In some families, the magic number is 3. You know, "I'm going to count to three!!!! One----- two---- two and a half--- two and ... THREE" That would never work in our house. In our house it would have been more like. "Do it. Negative one.. BUSTED!"
However, we had a "Magic Number" too, or rather, mom did. Sometime around the age of twelve or so onward, mom did it the first time. I have no idea what prompted it. Maybe I spilled something on an day that was already a "Jonah Day". Maybe I was skirting the line of being out of line. Maybe mom had PMS or maybe I did. Whatever it was, I didn't do anything wrong per se, but mom wanted to point out that she was annoyed. Now later, it wasn't always me. It could be the loud music next door, the car acting up, or a cold. Therefore, it is always possible that the first time wasn't my fault either. I like to cling to that.

########

**WRITTEN EXERCISE A**
In the piece about Mom's magic number, translate this sentence into Spanish: "Therefore, it is always possible that the first time wasn't my fault either."
**WRITTEN EXERCISE B**
Repeat word for word the part of the piece about Mom's magic number that begins at the words "In some families, the" and stops after "cling to that.".
**WRITTEN EXERCISE C**
Resume the piece about Mom's magic number, picking up after its last sentence.
The listing that follows comes from a separate source.

**DATA BLOCK**
########

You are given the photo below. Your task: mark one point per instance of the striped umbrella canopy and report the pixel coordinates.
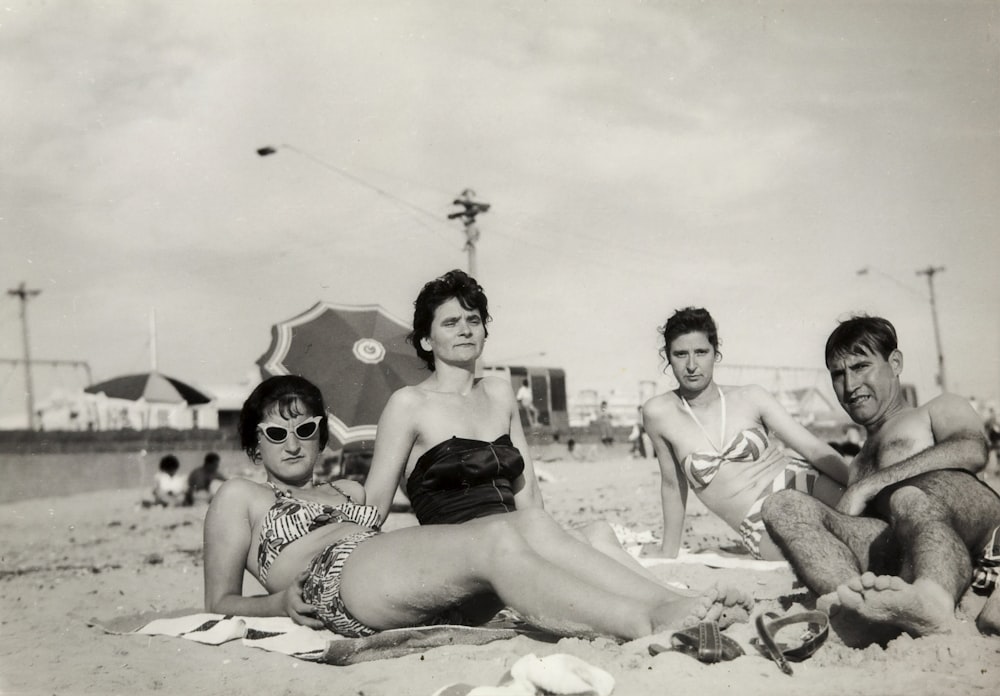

########

**FINAL RESULT A**
Por lo tanto, siempre es posible que la primera vez tampoco fuera culpa mía.

**FINAL RESULT B**
In some families, the magic number is 3. You know, "I'm going to count to three!!!! One----- two---- two and a half--- two and ... THREE" That would never work in our house. In our house it would have been more like. "Do it. Negative one.. BUSTED!"
However, we had a "Magic Number" too, or rather, mom did. Sometime around the age of twelve or so onward, mom did it the first time. I have no idea what prompted it. Maybe I spilled something on an day that was already a "Jonah Day". Maybe I was skirting the line of being out of line. Maybe mom had PMS or maybe I did. Whatever it was, I didn't do anything wrong per se, but mom wanted to point out that she was annoyed. Now later, it wasn't always me. It could be the loud music next door, the car acting up, or a cold. Therefore, it is always possible that the first time wasn't my fault either. I like to cling to that.

**FINAL RESULT C**
Regardless of the reason, something happened, and I heard the boom lowered for the first time. "You're grounded until you're thirty-seven." Okkkkaaayyy. I know I looked at her weird. I bet her eyes twinkled. Just saying it put her in a better mood. Mom has marvelous twinkly eyes when tickled.
After that, it happened semi-regularly. I forgot to get a homework slip signed, needed a ride to something at church, or asked for sourdough toast after dinner. Didn't matter what it was, mom's eyes would twinkle- or if in a rare bad mood, snap- and she'd say, "You are grounded until you're thirty-seven." If I was Gracie Allen I would have filled it in for her after the second or third time "...till you're thirty-seven, yeah." I wasn't Gracie Allen and knew I'd be in for real trouble if I dared to do such a thing.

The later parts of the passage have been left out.